### WHAT THE TASK ASKS
Please collect every line of the entries below that contains the string "surface", matching uppercase and lowercase letters exactly.

### DATASET ENTRIES
++++++++++

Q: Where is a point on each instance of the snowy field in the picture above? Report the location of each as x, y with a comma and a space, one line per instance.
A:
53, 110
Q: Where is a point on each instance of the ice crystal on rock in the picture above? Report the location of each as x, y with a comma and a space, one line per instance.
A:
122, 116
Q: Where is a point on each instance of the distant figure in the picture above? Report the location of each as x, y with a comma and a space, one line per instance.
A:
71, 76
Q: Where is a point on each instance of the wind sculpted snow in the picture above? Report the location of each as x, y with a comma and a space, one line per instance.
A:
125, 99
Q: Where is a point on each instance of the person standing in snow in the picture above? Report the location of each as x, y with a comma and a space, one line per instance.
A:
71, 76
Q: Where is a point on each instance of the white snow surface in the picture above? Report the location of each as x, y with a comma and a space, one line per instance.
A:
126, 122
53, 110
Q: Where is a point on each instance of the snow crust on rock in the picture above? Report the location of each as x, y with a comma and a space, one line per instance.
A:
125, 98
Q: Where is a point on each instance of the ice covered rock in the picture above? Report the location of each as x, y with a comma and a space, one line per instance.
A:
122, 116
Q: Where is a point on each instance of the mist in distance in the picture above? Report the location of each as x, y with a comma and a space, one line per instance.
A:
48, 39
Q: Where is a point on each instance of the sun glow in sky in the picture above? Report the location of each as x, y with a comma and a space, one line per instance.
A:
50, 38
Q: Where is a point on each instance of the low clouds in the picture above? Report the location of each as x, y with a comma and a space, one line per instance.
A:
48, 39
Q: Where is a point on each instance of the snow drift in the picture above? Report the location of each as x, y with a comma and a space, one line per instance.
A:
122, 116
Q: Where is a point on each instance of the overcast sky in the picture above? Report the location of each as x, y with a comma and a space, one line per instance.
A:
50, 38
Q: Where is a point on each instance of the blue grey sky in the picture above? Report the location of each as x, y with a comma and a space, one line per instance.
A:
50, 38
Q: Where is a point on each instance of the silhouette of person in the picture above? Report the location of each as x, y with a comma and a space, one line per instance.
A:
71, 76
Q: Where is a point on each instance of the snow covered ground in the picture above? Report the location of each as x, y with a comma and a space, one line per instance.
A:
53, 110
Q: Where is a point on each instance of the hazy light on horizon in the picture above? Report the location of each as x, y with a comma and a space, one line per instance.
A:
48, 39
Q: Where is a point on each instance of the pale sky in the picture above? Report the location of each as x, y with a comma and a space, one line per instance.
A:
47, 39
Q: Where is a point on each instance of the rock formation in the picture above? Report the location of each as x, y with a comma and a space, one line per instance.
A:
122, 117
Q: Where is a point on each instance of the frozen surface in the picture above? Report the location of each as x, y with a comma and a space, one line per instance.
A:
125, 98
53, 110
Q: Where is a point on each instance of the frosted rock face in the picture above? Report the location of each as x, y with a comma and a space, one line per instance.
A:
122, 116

++++++++++

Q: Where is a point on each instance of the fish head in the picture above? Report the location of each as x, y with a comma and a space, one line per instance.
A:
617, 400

++++++++++

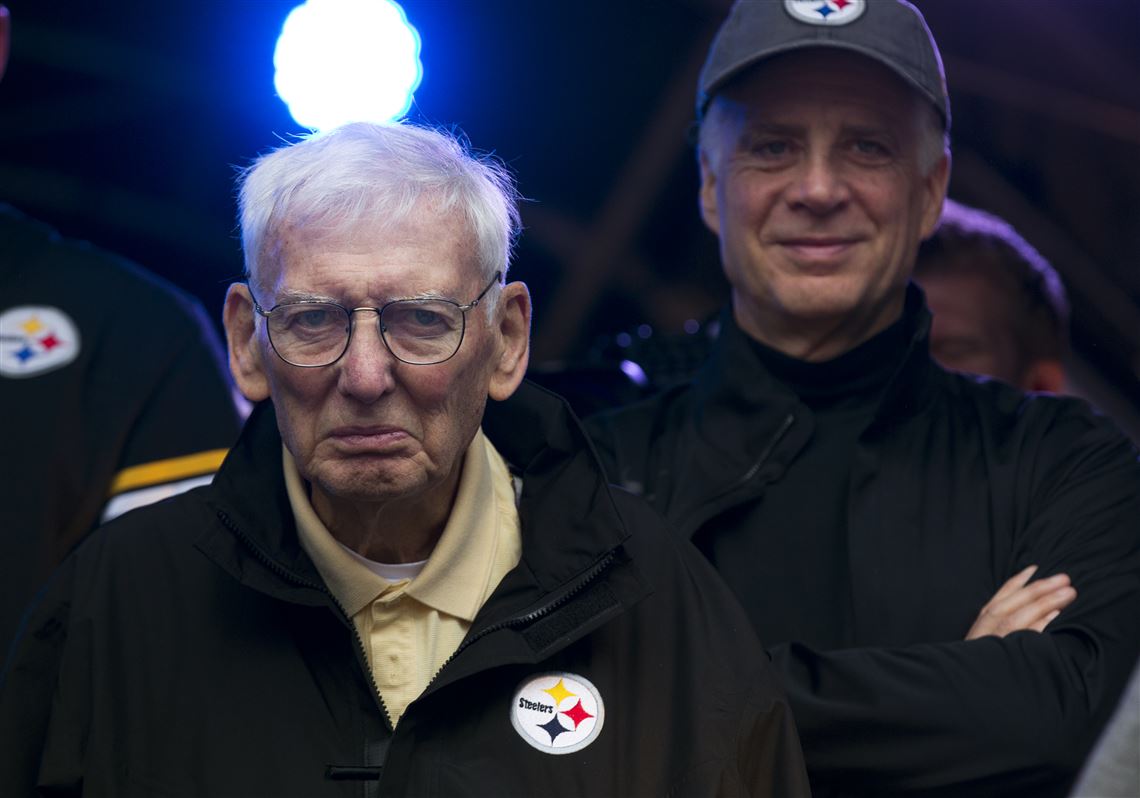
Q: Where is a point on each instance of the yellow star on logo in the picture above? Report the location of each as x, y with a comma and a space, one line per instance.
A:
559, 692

++++++++++

### OUTPUT FOR THIS TASK
Q: Where is a point on each instance of the white snow surface in the picture above? Report the location of each as x, y with a comma and a space, one line per instance.
Q: Where is a point on each instance of the frozen surface in the picture above? Report the location of each as x, y with a comma and a space, one line per instance.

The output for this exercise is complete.